━━ INPUT DATA ━━
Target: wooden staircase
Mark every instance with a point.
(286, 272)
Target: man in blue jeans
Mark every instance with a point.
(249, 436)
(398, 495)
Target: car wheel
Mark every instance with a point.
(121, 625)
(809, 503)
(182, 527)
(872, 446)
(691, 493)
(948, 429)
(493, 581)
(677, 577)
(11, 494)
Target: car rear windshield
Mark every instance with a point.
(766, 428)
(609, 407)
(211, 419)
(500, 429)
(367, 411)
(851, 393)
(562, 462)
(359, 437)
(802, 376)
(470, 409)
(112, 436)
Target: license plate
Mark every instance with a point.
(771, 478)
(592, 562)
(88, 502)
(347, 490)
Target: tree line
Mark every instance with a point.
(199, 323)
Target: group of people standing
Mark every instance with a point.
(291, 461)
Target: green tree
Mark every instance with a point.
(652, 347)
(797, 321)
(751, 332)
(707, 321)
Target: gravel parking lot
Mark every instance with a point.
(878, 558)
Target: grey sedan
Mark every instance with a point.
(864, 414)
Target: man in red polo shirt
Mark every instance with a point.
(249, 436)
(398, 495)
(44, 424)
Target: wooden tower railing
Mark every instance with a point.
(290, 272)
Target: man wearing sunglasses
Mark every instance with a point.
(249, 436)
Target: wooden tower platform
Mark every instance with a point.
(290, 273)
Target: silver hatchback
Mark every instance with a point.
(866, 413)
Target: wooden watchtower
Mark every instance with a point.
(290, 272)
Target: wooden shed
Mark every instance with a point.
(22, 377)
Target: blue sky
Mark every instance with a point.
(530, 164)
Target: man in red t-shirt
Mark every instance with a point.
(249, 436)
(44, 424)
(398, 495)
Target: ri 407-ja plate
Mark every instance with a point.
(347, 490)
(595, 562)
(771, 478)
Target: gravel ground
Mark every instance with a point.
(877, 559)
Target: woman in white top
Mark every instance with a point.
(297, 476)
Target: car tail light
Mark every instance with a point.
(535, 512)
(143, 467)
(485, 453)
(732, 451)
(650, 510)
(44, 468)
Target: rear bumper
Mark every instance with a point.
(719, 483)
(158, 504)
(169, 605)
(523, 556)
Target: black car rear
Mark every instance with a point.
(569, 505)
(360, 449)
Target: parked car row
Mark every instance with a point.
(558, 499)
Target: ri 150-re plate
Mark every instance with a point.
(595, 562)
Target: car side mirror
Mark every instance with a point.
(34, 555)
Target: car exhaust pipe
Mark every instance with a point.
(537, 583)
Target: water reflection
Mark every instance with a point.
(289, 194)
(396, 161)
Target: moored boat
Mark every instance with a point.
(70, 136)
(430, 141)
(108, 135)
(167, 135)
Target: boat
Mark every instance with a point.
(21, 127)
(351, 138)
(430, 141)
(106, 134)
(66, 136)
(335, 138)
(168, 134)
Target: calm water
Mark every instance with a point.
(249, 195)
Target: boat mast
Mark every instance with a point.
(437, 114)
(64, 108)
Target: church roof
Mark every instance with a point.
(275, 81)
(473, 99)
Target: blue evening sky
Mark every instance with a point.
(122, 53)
━━━
Once you have read the entries, write them all out again exactly.

Target: wooden staircase
Mark every instance with a point.
(286, 272)
Target: man in blue jeans
Mark every instance with a point.
(249, 436)
(398, 495)
Target: car wheel
Mark every instance with a point.
(121, 625)
(809, 503)
(182, 527)
(872, 446)
(691, 493)
(948, 429)
(493, 581)
(677, 577)
(11, 494)
Target: car rear windshield
Mark every instance with a point.
(766, 428)
(609, 407)
(211, 419)
(500, 429)
(367, 411)
(851, 393)
(562, 462)
(359, 437)
(802, 376)
(470, 409)
(112, 436)
Target: license plate
Mark every instance with a point.
(771, 478)
(592, 562)
(88, 502)
(347, 490)
Target: tree line
Mark every instance with a point.
(199, 323)
Target: group of people standing
Mark every instance with a point.
(291, 461)
Target: green tree
Mark every instance with a point.
(652, 347)
(797, 321)
(751, 332)
(707, 321)
Target: gravel parking lot
Mark every instance with a point.
(878, 558)
Target: grey sedan
Mark every instance with a point.
(864, 414)
Target: man in red polo shirt
Mark every instance with a point.
(249, 436)
(398, 495)
(44, 424)
Target: wooden tower railing
Mark every instance with a point.
(290, 272)
Target: man wearing sunglasses
Mark every instance with a point.
(249, 436)
Target: wooden tower platform
Mark every instance with a point.
(290, 273)
Target: silver hatchback
Mark every instance with a point.
(866, 413)
Target: wooden watchtower
Mark every instance with a point.
(290, 272)
Target: wooden shed
Mark every instance with a point.
(22, 377)
Target: blue sky
Mark every instance with a point.
(530, 164)
Target: man in red t-shirt
Mark every instance with a point.
(249, 436)
(44, 424)
(398, 495)
Target: ri 407-ja plate
Mark every instance with a point.
(347, 490)
(595, 562)
(771, 478)
Target: gravel ground
Mark every instance with a point.
(877, 559)
Target: woman in white top
Mark every instance with a point.
(297, 476)
Target: car tail light
Mark every instance with a point.
(535, 512)
(143, 467)
(485, 453)
(732, 451)
(650, 510)
(44, 468)
Target: rear bumper
Mark every instance with a point.
(719, 483)
(158, 504)
(169, 605)
(523, 556)
Target: black car rear
Mark every instance with a point.
(569, 505)
(360, 449)
Target: parked car row
Mark every instance with a point.
(558, 499)
Target: ri 150-re plate
Mark every instance with a point.
(595, 562)
Target: car side mirror
Mark every instance with a point.
(34, 555)
Target: car exhaust pipe
Mark every instance with a point.
(537, 583)
Target: water reflection
Mark every instance with a point.
(289, 194)
(396, 161)
Target: moored boat
Mark every instance with a point.
(70, 136)
(430, 141)
(108, 135)
(167, 135)
Target: boat
Mark every instance with a point.
(21, 127)
(351, 138)
(430, 141)
(106, 134)
(66, 136)
(335, 138)
(168, 134)
Target: calm water
Mark every instance with a point.
(249, 195)
Target: boat mast
Mark every instance with a point.
(437, 114)
(64, 108)
Target: church roof
Mark every instance with a point.
(275, 81)
(473, 99)
Target: blue evening sky
Mark every instance with a point.
(122, 53)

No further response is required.